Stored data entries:

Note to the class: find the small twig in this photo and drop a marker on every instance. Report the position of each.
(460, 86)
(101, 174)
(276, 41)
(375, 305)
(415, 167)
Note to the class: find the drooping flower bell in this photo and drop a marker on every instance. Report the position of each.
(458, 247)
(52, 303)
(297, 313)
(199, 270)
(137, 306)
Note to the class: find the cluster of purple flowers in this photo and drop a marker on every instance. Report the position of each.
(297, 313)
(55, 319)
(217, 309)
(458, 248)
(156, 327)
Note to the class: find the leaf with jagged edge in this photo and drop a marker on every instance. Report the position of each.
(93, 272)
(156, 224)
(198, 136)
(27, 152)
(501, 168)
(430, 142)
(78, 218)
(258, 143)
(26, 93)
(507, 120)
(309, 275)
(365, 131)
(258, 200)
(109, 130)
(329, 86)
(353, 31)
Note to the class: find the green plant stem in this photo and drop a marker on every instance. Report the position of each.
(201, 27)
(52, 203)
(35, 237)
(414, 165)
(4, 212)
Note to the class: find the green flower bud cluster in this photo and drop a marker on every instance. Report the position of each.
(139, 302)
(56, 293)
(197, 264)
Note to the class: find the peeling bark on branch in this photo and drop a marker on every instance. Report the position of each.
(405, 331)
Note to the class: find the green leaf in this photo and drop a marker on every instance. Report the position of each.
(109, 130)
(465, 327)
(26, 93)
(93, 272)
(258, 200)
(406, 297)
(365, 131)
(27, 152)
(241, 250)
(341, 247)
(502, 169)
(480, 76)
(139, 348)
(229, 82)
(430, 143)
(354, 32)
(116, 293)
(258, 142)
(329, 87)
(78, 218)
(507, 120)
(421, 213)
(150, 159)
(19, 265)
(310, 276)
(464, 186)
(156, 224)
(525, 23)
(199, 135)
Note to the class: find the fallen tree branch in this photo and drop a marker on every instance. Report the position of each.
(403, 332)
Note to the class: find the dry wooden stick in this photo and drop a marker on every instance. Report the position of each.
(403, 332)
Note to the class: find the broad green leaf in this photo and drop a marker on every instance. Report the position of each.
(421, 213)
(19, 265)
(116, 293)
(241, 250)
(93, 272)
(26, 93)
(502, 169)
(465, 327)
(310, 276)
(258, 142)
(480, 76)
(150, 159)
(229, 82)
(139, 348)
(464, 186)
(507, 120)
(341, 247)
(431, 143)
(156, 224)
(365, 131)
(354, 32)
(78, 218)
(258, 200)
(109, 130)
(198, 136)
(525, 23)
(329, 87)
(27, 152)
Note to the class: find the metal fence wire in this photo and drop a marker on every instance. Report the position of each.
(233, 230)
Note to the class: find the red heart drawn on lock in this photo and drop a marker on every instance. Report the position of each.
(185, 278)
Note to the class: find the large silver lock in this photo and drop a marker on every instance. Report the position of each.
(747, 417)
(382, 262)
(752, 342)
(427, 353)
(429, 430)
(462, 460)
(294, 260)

ABOUT THIS TASK:
What is needed is an exact copy of the line containing "Note to the class: find the broad" and each line after it, through the final line of the entries above.

EXERCISE RESPONSE:
Note to the class: find the broad green leaf in this photo and drop a marker on every instance. Report the position of each.
(421, 213)
(19, 265)
(116, 293)
(241, 250)
(93, 272)
(26, 93)
(502, 169)
(465, 327)
(310, 276)
(258, 142)
(480, 76)
(150, 159)
(229, 82)
(139, 348)
(464, 186)
(507, 120)
(341, 247)
(431, 143)
(156, 224)
(365, 131)
(354, 32)
(78, 218)
(258, 200)
(109, 130)
(198, 136)
(525, 23)
(329, 87)
(27, 152)
Note to the class: find the metal fence wire in this photo and drop a marker on every instance. Report the position of each.
(233, 230)
Note to the class: find the red heart drawn on lock in this photo and drop a marker on every instance. Report the position of each.
(185, 278)
Note to the class: find the large silver lock in this photo and drop a marker on every instance. Report the position of each.
(747, 417)
(382, 262)
(752, 342)
(427, 353)
(429, 430)
(462, 460)
(294, 260)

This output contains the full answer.